OBIETTIVO 1
Puoi riportare, senza alcuna modifica, il brano del testo sulla successione nel tempo delle norme processuali che si apre con le parole contenenti "Viene dunque a" e si chiude con "specifica disciplina transitoria."?

━━━━━━━━━━━━━━━━━━━━

Viene dunque a porsi il problema se tale novellazione, che corrisponde, nella
sostanza, ad una intervenuta abrogazione, in parte qua, dell’istituto oggetto del
presente ricorso, trovi applicazione nei procedimenti in corso, in ragione del noto
brocardo tempus regit actum, che regola la successione nel tempo delle norme
processuali, in mancanza — come davvero deprecabilmente è avvenuto nel caso di
specie — di una specifica disciplina transitoria.
E’ infatti noto, al riguardo, che nel campo del diritto processuale, in ipotesi di
successione nel tempo delle norme che regolano tale settore dell’ordinamento, ove
difetti la previsione di un apposito diritto transitorio, il regime intertemporale degli
atti processuali è assoggettato al principio generale enunciato nell’art. 11 delle
preleggi, in base al quale è sancita la regola per la quale «La legge non dispone che
per l’avvenire: essa non ha effetto retroattivo». Da ciò il duplice e concorrente
corollario per il quale, dalla irretroattività della nuova legge deriva la
“conservazione” degli effetti degli atti compiuti nella vigenza della disciplina
novellata, mentre, dalla immediata operatività delle nuove regole scaturisce che gli
atti successivi alla novella soggiacciono alla relativa disciplina.

━━━━━━━━━━━━━━━━━━━━

OBIETTIVO 2
Puoi riscrivere le voci qui sotto, dall'inizio fino alla riga che contiene "(1083, 316)" inclusa, riportando anche le righe senza coordinate e diminuendo di 150 ogni coordinata dei punti?

VOCI MOSTRATE
━━━━━━━━━━━━━━━━━━━━

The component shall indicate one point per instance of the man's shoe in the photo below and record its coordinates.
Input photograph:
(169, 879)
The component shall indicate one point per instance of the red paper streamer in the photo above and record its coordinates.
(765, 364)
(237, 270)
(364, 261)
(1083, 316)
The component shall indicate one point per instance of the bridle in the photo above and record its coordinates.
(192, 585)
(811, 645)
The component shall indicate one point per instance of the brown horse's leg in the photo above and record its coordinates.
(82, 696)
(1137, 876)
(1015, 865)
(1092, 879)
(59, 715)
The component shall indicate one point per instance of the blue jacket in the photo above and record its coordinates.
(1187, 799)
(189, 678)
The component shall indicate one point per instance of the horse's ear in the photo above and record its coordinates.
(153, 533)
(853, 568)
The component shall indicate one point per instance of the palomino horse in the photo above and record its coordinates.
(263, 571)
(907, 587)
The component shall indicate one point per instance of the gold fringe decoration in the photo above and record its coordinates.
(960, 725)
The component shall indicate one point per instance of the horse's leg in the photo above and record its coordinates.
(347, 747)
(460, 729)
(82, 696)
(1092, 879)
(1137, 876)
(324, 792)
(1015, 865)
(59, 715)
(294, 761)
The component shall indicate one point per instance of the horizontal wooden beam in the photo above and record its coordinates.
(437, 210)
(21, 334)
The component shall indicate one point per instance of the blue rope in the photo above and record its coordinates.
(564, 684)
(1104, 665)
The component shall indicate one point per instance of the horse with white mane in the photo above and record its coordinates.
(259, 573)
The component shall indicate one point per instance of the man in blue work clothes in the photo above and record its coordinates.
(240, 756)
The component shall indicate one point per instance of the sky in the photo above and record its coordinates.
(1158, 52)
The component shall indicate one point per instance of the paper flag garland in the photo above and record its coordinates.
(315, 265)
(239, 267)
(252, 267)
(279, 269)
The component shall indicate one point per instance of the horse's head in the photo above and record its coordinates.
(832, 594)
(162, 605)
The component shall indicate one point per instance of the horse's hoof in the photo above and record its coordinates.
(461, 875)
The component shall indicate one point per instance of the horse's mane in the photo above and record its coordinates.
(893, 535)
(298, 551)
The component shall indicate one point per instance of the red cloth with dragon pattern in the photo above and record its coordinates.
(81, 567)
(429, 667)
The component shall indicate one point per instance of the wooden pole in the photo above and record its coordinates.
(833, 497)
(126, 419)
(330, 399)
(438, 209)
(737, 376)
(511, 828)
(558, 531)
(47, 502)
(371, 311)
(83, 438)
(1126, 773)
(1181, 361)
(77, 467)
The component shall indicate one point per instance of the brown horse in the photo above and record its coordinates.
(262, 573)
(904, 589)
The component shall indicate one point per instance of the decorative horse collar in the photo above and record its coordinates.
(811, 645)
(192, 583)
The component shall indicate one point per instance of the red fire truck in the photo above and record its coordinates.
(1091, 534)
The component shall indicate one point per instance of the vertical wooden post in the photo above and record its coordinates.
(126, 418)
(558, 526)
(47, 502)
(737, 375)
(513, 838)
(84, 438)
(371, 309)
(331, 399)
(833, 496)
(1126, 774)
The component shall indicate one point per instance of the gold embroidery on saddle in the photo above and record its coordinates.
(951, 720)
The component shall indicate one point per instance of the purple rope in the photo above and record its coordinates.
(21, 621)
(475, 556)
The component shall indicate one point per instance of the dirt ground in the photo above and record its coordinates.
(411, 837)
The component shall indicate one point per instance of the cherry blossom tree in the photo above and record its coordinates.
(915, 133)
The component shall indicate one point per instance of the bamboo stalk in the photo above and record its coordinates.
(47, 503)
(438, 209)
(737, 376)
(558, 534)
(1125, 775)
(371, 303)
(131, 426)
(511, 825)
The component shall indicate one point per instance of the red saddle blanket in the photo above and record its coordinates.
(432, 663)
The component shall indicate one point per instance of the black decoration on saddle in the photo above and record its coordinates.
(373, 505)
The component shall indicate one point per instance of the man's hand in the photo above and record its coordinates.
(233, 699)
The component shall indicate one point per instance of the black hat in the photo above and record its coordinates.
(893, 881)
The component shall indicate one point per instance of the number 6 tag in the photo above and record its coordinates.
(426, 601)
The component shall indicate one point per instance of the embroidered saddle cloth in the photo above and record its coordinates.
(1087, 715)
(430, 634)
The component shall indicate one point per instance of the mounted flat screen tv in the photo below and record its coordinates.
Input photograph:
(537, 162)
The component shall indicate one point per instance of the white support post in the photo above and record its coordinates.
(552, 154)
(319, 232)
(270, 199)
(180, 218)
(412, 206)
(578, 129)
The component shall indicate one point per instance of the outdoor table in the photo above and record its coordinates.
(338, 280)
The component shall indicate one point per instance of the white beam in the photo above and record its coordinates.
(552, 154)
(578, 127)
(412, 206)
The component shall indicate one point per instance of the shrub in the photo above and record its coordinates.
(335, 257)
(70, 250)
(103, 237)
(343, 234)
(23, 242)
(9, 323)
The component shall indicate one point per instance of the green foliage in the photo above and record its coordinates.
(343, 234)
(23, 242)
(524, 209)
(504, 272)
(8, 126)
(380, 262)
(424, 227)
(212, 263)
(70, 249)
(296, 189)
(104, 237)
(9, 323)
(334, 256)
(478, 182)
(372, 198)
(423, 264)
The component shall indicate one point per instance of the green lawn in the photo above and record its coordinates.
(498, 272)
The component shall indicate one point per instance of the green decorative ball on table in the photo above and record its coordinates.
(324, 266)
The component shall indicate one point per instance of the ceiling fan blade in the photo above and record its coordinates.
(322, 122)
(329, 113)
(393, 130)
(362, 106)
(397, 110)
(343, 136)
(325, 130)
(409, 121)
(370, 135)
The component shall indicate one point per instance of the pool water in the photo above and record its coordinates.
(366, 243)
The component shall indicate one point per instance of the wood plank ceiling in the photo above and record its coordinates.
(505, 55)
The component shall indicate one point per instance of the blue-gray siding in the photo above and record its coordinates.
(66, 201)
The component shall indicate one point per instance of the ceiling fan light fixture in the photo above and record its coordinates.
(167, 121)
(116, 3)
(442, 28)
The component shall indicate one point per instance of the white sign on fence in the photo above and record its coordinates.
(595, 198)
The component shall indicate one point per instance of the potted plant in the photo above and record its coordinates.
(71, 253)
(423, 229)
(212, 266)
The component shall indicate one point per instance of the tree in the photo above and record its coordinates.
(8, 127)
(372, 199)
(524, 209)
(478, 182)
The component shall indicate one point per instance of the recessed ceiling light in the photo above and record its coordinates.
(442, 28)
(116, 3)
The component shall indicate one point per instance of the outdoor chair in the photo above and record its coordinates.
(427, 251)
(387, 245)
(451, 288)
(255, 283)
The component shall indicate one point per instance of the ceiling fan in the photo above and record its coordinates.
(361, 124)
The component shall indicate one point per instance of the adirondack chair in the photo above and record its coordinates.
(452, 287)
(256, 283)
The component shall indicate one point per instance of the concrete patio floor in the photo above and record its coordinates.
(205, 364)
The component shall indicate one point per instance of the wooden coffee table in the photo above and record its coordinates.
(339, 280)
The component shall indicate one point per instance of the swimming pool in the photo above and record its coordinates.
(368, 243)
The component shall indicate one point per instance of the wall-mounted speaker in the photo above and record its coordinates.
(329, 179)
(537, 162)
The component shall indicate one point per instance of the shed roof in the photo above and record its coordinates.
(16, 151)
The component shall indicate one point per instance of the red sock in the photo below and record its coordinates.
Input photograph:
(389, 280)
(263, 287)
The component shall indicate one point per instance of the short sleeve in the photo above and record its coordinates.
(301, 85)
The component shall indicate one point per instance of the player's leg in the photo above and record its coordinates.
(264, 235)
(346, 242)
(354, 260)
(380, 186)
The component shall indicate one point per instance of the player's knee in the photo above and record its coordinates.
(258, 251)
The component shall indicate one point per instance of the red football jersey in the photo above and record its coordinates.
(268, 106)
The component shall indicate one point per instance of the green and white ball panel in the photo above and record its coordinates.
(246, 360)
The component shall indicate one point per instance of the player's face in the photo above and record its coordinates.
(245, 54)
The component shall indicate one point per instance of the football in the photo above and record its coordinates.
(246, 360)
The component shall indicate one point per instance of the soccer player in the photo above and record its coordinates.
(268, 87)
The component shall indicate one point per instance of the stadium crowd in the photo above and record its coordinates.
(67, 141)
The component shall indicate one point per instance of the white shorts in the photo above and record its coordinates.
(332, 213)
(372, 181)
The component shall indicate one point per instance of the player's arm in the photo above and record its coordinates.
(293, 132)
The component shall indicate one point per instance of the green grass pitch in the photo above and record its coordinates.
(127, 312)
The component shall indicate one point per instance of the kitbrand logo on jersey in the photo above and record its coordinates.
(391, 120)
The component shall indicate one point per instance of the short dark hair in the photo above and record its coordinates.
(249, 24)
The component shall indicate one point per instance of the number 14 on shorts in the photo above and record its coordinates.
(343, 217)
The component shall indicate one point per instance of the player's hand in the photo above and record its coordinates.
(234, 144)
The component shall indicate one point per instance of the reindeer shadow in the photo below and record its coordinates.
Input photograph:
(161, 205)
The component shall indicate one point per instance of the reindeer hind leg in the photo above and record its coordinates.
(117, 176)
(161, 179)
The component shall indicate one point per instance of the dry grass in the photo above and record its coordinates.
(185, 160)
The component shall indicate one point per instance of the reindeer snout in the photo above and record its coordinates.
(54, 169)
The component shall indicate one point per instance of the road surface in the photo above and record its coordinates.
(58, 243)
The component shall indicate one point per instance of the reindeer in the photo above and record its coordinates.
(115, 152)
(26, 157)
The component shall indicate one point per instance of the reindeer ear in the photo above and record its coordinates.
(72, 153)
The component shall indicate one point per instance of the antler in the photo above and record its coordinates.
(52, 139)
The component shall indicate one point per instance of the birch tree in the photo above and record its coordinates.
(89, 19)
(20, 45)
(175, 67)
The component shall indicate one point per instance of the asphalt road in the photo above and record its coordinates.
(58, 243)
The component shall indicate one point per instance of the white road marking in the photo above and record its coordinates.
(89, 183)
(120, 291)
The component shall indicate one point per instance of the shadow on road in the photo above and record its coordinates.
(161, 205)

━━━━━━━━━━━━━━━━━━━━

RISULTATO 1
Viene dunque a porsi il problema se tale novellazione, che corrisponde, nella
sostanza, ad una intervenuta abrogazione, in parte qua, dell’istituto oggetto del
presente ricorso, trovi applicazione nei procedimenti in corso, in ragione del noto
brocardo tempus regit actum, che regola la successione nel tempo delle norme
processuali, in mancanza — come davvero deprecabilmente è avvenuto nel caso di
specie — di una specifica disciplina transitoria.

RISULTATO 2
The component shall indicate one point per instance of the man's shoe in the photo below and record its coordinates.
Input photograph:
(19, 729)
The component shall indicate one point per instance of the red paper streamer in the photo above and record its coordinates.
(615, 214)
(87, 120)
(214, 111)
(933, 166)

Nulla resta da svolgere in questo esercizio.